═════ RECORDED INFORMATION ═════

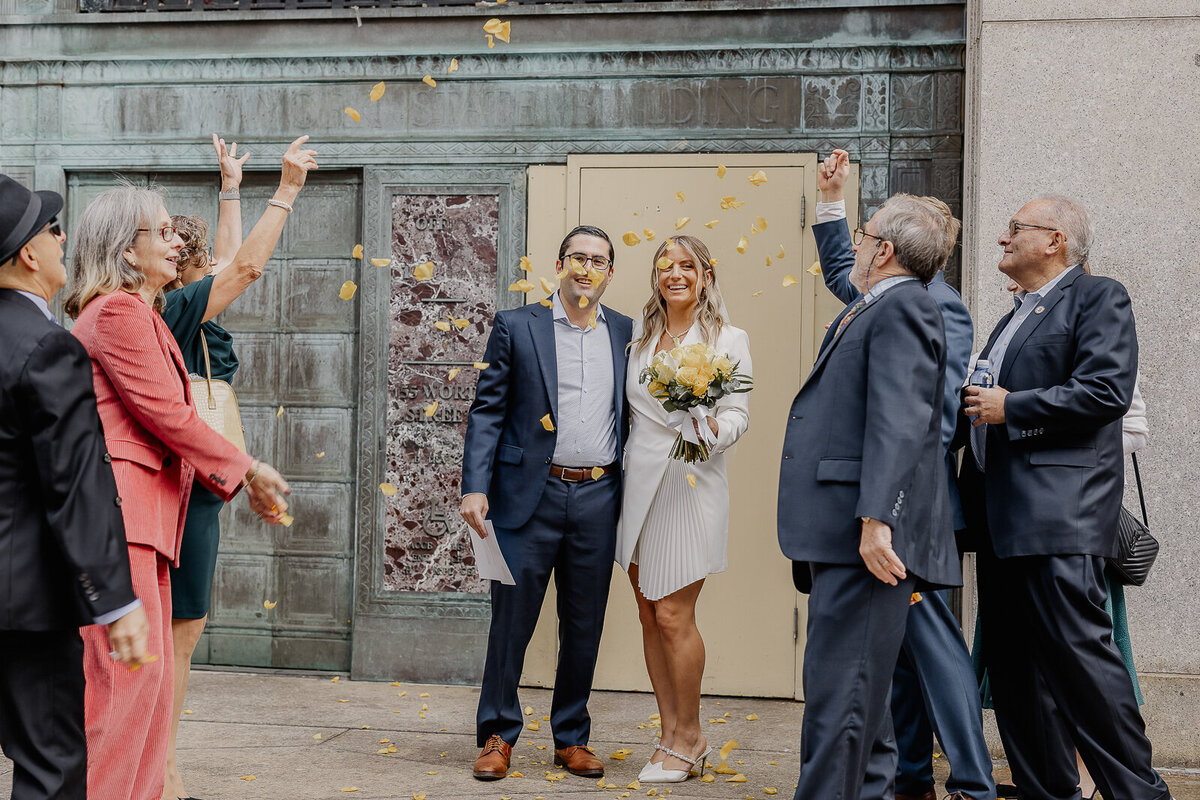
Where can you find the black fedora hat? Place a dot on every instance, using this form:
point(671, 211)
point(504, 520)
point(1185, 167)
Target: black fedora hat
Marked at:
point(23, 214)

═════
═════ RECORDED INFORMATION ═════

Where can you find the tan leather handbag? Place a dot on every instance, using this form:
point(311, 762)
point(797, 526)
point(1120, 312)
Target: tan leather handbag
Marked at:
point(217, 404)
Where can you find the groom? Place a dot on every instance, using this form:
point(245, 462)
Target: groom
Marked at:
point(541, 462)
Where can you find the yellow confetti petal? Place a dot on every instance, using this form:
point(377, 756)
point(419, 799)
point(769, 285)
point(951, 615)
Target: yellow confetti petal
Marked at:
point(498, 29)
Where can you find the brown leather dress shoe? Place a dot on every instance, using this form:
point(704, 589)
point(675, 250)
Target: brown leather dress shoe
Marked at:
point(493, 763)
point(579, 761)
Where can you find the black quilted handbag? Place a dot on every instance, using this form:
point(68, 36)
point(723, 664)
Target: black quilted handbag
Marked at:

═════

Edit the entries starting at the line that contains "Where can you find the groom?" and ending with the line that contains "point(541, 462)", replacing "groom" with "bride" and leaving everything else as it is. Give back only those lines.

Where can you find the bride? Place a dot on every instance, using this form:
point(245, 462)
Target: bride
Marked at:
point(541, 462)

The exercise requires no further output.